PROVIDED DATA =>
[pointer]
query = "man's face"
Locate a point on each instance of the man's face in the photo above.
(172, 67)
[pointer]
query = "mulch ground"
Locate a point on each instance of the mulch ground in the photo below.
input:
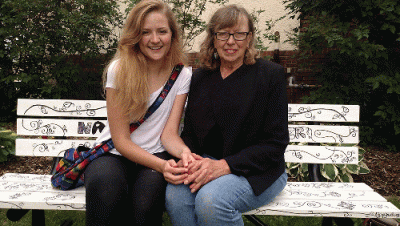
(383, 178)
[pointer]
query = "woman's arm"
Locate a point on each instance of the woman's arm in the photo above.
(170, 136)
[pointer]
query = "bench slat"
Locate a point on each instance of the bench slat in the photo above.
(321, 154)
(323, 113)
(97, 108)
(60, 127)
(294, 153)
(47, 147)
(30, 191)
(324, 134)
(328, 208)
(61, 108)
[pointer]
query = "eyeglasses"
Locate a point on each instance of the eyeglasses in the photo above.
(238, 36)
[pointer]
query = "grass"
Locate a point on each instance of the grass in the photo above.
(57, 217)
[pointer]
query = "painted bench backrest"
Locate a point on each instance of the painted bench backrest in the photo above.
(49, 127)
--
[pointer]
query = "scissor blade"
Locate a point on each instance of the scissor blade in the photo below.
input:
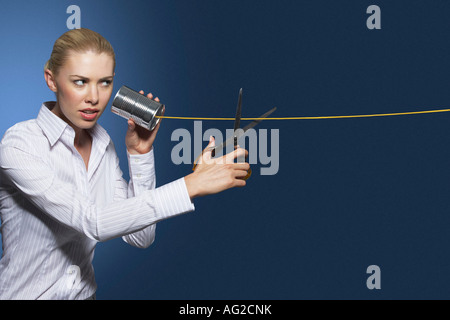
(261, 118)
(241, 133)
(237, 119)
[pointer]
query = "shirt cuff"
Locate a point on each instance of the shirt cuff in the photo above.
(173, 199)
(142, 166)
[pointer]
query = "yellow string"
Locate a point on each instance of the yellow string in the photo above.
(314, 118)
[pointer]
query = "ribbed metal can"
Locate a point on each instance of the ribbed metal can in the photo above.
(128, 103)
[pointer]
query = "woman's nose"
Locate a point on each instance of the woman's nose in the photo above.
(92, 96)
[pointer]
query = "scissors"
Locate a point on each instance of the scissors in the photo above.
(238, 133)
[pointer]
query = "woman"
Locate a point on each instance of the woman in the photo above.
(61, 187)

WHAT YOU SHOULD DO => Among the lines above, find those with the word "below". Copy them.

SOLUTION TO THIS EXERCISE =>
Locate a point on each instance of the mulch ground in the photo below.
Locate a point on each instance of the scissor blade in the photo below.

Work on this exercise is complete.